## Your instructions:
Extract verbatim every line from the first one through the line containing "point(648, 686)", both ends included. Omit the pictures from your output.

## Data for this task:
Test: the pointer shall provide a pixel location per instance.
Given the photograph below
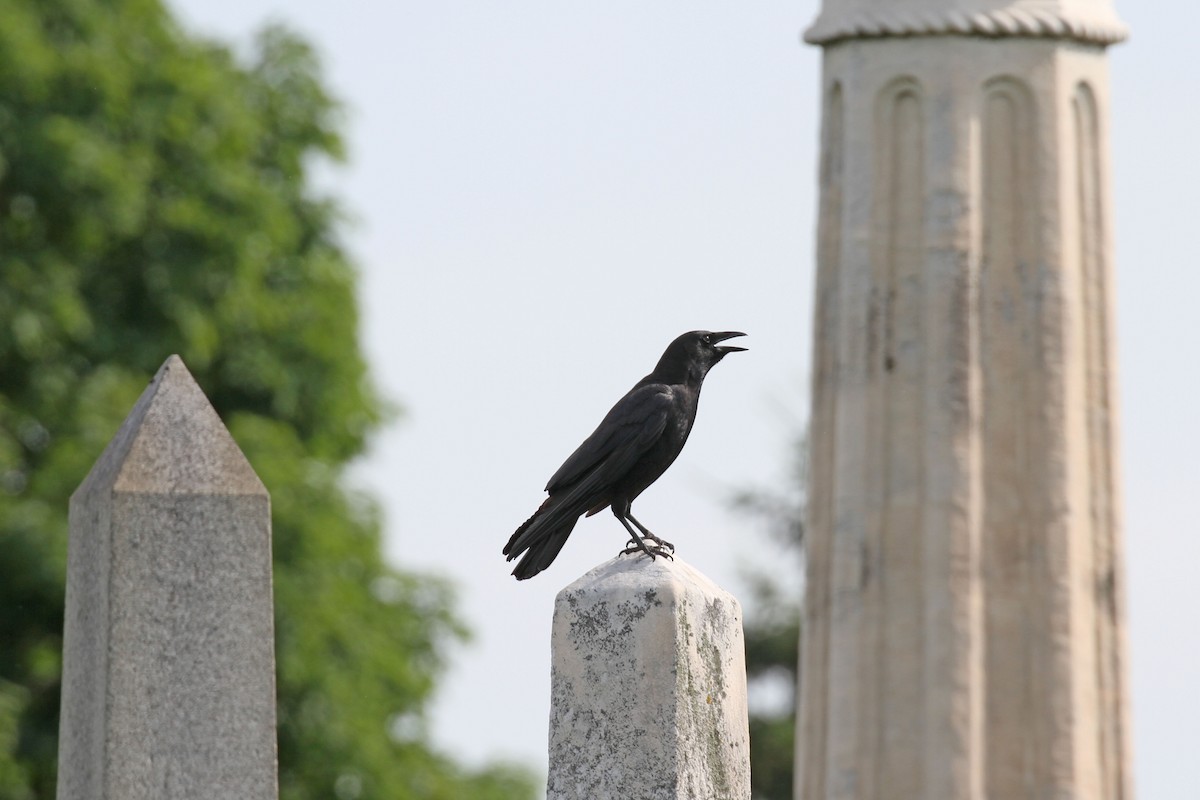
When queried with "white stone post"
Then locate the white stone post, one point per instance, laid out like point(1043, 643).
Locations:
point(964, 630)
point(168, 679)
point(648, 697)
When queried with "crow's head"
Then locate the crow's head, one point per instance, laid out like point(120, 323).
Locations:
point(691, 355)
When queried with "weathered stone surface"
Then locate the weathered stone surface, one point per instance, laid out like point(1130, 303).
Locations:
point(168, 686)
point(648, 686)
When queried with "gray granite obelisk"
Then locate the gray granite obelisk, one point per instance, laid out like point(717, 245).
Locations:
point(168, 685)
point(648, 696)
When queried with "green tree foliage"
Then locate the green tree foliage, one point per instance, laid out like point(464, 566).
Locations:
point(773, 636)
point(155, 199)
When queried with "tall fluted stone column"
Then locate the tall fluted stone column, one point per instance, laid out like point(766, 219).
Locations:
point(965, 625)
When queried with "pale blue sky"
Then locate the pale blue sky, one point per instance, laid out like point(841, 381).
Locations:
point(523, 174)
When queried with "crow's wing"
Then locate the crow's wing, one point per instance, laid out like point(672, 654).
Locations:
point(627, 432)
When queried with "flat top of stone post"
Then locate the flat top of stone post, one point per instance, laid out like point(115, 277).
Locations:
point(172, 443)
point(634, 573)
point(1095, 22)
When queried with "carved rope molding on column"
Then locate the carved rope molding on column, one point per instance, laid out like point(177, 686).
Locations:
point(995, 23)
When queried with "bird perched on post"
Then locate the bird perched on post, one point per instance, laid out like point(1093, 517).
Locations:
point(635, 443)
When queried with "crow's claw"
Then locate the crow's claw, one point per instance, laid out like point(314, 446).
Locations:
point(648, 551)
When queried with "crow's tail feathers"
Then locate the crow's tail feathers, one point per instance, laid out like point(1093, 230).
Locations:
point(540, 537)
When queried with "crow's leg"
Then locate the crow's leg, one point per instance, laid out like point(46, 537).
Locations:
point(647, 533)
point(637, 545)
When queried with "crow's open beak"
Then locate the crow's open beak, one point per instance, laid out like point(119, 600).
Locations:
point(713, 338)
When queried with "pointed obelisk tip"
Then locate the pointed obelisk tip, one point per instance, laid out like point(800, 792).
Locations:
point(173, 443)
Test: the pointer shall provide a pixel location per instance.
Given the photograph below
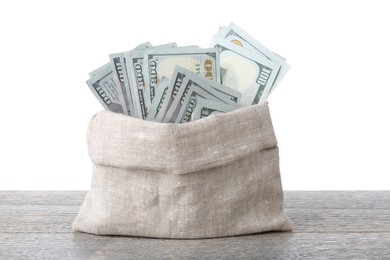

## Exercise result:
Test: the pointer shall provide a pixel location per instance.
Given the photograph below
When queried with "white stone post"
Then locate the white stone post, one point per instance, laid out like point(1043, 643).
Locations:
point(964, 630)
point(168, 679)
point(648, 697)
When queried with "crow's head"
Then locate the crow's head, one point per instance, laid out like point(120, 323).
Locations:
point(691, 355)
When queried with "weathered stone surface"
Then locate the weathered stone surface, one point per instance, laid out like point(1130, 303).
Locations:
point(168, 686)
point(648, 686)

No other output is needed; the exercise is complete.